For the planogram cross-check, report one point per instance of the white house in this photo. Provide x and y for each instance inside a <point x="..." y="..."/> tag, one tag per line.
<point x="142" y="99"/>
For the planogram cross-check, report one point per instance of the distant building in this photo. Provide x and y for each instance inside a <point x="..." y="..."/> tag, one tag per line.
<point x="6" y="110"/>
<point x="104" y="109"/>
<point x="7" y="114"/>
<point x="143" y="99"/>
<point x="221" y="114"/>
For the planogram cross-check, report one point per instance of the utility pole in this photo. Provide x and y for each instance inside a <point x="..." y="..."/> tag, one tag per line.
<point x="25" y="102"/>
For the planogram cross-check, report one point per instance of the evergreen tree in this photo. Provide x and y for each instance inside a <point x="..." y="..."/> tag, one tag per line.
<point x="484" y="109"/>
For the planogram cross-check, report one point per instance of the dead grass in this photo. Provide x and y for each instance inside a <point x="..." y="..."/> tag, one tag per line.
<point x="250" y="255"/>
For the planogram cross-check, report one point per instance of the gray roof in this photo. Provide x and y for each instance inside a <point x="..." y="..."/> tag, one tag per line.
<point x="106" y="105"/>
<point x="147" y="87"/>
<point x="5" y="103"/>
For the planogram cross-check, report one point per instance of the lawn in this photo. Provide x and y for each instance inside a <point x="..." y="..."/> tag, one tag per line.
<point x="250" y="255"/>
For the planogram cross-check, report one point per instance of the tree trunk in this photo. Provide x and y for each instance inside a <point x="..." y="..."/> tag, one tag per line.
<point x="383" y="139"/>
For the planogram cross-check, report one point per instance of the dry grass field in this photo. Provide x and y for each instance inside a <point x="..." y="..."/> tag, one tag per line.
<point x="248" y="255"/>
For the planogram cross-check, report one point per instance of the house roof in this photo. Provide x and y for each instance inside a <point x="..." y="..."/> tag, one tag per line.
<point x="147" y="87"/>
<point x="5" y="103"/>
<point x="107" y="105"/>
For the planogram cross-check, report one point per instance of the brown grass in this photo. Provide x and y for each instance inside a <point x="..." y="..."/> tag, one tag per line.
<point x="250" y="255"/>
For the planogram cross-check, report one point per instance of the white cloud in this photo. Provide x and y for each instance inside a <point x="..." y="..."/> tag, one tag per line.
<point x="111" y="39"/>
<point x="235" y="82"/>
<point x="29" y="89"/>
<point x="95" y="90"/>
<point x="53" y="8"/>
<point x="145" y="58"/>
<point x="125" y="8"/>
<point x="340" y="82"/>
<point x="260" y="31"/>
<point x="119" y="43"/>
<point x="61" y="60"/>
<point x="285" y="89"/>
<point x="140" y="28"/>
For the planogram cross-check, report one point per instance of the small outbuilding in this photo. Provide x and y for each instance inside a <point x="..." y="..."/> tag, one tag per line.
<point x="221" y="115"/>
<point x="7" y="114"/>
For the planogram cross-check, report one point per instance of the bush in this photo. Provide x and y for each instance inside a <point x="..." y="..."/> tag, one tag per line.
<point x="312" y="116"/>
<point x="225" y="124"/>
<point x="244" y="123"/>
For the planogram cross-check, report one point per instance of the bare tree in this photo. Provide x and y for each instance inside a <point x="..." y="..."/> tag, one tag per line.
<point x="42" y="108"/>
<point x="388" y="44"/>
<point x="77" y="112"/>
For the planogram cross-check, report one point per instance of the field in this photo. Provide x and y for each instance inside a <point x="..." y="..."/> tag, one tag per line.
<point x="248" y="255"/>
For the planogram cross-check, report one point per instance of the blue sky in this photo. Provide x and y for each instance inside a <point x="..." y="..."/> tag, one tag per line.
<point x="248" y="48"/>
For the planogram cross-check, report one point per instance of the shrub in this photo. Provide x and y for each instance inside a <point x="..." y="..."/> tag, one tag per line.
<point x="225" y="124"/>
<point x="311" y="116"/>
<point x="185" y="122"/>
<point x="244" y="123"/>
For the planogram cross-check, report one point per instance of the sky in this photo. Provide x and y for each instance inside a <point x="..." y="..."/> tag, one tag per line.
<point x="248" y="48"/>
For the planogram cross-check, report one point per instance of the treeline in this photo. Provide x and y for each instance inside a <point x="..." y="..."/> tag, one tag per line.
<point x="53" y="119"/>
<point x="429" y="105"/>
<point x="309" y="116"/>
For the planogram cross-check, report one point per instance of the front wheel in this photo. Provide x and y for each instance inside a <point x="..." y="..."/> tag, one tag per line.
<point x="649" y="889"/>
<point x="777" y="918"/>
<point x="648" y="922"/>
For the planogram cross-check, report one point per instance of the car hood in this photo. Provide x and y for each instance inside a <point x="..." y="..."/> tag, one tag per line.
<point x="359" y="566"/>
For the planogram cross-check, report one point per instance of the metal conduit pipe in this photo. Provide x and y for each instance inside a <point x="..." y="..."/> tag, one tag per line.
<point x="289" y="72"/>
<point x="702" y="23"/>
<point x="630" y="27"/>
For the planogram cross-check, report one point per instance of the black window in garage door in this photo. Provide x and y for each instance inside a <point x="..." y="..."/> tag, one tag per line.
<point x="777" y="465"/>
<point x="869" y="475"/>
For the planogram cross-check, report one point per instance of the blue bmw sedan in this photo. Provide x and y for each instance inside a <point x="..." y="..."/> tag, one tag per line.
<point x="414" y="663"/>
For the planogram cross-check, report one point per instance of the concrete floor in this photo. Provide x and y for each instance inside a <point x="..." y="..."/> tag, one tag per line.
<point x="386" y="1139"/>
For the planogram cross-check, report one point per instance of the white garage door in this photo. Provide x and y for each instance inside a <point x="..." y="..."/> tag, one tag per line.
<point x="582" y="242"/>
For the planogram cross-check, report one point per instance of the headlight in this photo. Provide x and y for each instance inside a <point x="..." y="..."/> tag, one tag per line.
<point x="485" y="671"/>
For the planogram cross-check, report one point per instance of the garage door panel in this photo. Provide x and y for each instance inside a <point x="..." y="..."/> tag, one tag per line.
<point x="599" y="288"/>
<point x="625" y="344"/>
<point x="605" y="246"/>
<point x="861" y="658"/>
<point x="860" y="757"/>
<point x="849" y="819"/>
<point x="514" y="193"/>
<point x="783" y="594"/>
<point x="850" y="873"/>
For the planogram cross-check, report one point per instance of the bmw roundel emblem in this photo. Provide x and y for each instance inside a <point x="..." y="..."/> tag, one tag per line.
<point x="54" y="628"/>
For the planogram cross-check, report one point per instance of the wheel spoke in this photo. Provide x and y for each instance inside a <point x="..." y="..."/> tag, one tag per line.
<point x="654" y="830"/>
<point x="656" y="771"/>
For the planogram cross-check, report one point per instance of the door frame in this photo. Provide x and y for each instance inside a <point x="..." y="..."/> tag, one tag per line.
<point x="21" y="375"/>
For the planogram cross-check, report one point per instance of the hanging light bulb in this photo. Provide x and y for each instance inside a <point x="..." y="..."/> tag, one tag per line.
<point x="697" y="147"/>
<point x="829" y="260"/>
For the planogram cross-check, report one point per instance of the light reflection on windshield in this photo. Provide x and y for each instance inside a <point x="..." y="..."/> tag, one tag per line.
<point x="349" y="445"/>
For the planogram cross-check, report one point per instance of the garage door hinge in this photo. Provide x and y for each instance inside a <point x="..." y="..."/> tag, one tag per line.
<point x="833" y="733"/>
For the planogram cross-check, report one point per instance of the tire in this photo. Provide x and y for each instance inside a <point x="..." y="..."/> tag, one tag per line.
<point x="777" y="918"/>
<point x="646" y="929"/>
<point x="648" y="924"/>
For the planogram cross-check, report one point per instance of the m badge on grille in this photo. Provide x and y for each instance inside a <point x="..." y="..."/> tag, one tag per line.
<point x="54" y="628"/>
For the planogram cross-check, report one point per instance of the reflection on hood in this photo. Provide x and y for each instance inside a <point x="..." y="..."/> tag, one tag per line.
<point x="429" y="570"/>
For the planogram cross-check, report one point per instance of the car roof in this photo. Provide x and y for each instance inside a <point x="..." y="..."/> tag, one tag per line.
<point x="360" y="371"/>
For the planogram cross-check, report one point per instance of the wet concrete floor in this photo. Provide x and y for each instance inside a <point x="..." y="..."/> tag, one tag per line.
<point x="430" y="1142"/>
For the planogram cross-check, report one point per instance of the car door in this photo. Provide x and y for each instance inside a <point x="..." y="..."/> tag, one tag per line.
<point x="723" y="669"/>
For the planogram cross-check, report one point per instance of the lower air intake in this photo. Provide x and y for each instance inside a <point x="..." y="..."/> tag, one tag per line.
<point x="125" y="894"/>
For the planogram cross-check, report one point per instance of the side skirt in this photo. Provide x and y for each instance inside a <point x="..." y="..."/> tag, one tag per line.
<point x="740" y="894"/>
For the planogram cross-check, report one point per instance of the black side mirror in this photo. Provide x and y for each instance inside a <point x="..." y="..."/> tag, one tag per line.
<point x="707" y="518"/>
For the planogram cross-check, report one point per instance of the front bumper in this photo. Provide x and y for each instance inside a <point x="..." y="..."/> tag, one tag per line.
⁂
Find the line with "of the lower" in the listing above, then write out that line and each remaining line exactly, with no other text.

§ THE REPLY:
For the planogram cross-check, report one point per instance of the lower air intake in this photo. Provide x and y for each instance inside a <point x="..." y="..."/> tag, one tag per line.
<point x="125" y="894"/>
For the planogram cross-check, report one point per instance of the side skirt in this photo. Provide x and y for each instance inside a <point x="..." y="..."/> tag, one tag per line.
<point x="740" y="894"/>
For the planogram cross-check, report one point per instance of the black side mirror in this photo. Provide x and y for each instance inside a <point x="..." y="..."/> tag, one tag per line.
<point x="707" y="518"/>
For the planogram cross-check, report one point per instance of the front bumper in this photo. Provide x and y for each instance inside a <point x="..." y="..."/> tag, one tag per line.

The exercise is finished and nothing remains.